Your objective:
Pull out the rows and copy them word for word, starting at the first line and ending at the line that contains "[[195,64],[196,62],[196,58],[192,57],[190,58],[190,63],[191,64]]", including both of those lines.

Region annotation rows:
"""

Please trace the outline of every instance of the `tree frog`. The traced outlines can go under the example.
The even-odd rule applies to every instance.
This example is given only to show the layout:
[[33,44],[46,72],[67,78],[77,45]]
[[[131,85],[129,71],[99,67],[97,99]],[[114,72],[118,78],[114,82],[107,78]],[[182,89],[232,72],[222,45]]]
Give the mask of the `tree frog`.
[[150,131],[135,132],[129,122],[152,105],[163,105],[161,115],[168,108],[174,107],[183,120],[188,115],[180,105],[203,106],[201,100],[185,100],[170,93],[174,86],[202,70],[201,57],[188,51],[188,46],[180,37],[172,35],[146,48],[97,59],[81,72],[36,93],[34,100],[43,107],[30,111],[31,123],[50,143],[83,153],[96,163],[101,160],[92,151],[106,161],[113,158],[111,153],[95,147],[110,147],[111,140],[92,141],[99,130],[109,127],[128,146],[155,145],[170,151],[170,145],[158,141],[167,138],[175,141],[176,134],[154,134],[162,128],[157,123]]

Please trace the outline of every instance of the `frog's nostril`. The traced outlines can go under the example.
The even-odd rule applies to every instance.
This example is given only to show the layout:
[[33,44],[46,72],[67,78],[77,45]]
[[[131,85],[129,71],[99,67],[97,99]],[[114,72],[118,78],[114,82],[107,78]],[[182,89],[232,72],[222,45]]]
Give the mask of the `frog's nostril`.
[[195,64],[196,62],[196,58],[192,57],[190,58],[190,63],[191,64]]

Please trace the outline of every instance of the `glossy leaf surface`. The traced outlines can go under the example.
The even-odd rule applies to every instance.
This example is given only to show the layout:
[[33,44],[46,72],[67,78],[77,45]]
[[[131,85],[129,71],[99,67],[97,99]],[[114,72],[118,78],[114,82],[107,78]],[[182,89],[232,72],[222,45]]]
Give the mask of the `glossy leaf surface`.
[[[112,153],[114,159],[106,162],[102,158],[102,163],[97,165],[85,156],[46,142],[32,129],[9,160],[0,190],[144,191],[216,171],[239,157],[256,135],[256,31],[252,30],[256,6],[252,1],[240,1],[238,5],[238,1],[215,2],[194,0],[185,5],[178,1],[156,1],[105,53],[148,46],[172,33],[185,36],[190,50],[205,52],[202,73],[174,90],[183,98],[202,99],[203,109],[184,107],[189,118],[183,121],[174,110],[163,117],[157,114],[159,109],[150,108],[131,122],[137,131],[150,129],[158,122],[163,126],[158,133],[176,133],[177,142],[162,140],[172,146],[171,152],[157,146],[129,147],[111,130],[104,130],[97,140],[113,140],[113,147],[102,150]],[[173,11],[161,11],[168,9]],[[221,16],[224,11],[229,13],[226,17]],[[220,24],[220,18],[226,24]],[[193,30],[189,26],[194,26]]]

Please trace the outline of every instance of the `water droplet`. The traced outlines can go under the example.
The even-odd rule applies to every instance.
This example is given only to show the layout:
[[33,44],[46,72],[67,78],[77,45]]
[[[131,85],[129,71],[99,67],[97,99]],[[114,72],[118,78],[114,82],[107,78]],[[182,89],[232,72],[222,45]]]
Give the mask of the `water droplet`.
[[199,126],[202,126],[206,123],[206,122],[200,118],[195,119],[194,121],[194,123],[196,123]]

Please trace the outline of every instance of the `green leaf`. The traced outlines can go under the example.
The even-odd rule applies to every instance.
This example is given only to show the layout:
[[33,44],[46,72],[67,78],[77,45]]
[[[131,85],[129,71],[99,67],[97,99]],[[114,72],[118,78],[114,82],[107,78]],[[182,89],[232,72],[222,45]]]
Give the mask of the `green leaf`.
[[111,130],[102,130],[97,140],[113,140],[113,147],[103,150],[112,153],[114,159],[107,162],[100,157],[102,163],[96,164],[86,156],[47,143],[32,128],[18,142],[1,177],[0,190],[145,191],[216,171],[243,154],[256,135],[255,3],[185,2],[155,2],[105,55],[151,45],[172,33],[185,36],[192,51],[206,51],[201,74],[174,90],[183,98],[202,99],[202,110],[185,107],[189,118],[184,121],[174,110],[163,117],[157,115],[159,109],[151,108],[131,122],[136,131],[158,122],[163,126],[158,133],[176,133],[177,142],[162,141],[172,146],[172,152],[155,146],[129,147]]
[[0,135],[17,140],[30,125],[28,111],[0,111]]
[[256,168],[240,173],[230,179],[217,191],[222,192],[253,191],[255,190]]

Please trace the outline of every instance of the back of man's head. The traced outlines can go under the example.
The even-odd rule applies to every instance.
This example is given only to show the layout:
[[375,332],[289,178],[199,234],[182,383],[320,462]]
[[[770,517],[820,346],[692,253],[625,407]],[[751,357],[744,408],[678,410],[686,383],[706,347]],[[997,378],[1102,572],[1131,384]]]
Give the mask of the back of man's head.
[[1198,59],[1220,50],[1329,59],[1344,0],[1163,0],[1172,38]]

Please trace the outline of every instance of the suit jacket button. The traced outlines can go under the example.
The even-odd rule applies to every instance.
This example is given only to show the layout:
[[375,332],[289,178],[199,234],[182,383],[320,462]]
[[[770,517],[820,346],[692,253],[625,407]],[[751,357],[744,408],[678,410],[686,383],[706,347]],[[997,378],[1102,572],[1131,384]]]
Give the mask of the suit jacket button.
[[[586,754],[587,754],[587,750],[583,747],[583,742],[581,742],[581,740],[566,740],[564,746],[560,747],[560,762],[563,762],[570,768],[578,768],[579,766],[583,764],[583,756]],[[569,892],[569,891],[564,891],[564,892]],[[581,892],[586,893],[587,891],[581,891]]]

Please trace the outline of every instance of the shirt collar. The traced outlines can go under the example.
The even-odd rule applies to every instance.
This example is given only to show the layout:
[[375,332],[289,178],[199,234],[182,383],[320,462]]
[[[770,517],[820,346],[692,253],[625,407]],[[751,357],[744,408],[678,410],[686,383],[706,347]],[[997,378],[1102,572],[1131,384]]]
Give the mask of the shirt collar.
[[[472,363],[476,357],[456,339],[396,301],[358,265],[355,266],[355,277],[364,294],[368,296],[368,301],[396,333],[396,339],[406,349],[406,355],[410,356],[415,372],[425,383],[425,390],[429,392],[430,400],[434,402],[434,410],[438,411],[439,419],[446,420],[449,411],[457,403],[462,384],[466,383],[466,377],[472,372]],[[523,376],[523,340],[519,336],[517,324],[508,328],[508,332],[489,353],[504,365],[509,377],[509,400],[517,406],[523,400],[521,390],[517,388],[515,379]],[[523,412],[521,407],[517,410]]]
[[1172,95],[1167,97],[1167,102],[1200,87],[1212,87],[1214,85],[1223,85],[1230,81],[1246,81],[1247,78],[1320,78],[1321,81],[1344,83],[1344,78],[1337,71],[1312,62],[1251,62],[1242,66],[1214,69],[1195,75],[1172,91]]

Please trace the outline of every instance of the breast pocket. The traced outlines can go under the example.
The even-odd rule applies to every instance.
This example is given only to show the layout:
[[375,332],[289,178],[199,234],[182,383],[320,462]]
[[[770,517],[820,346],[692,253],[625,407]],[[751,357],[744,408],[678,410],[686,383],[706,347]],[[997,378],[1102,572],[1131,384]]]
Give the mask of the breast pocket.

"""

Solution to this task:
Please trace the outline of every instance of the `tree frog`. The traced outlines can go under the example.
The even-odd rule applies to every instance.
This example is given only to show the layout:
[[33,44],[46,72],[67,78],[77,45]]
[[[131,85],[129,71],[99,67],[97,99]],[[114,72],[118,78],[114,82],[107,78]],[[182,89],[232,72],[222,45]]]
Give the mask of the `tree frog`.
[[150,131],[135,132],[129,122],[152,105],[163,105],[161,115],[168,108],[174,107],[183,120],[188,115],[180,105],[203,106],[201,100],[185,100],[170,93],[174,86],[202,70],[201,57],[188,51],[188,46],[180,37],[172,35],[146,48],[97,59],[81,72],[36,93],[34,100],[43,107],[30,111],[31,123],[50,143],[83,153],[96,163],[101,160],[92,151],[106,161],[113,158],[111,153],[95,147],[110,147],[111,140],[92,141],[99,130],[109,127],[128,146],[155,145],[170,151],[170,145],[158,141],[167,138],[175,141],[176,134],[154,134],[162,128],[157,123]]

Please trace the outline of every instance of the `frog's nostril`. The traced outlines can go under the example.
The even-odd rule applies to every instance.
This example is given only to show the layout:
[[33,44],[46,72],[67,78],[77,45]]
[[[131,85],[129,71],[99,67],[97,99]],[[114,72],[118,78],[114,82],[107,78]],[[182,89],[232,72],[222,45]]]
Give the mask of the `frog's nostril`.
[[195,64],[196,62],[196,58],[192,57],[190,58],[190,63],[191,64]]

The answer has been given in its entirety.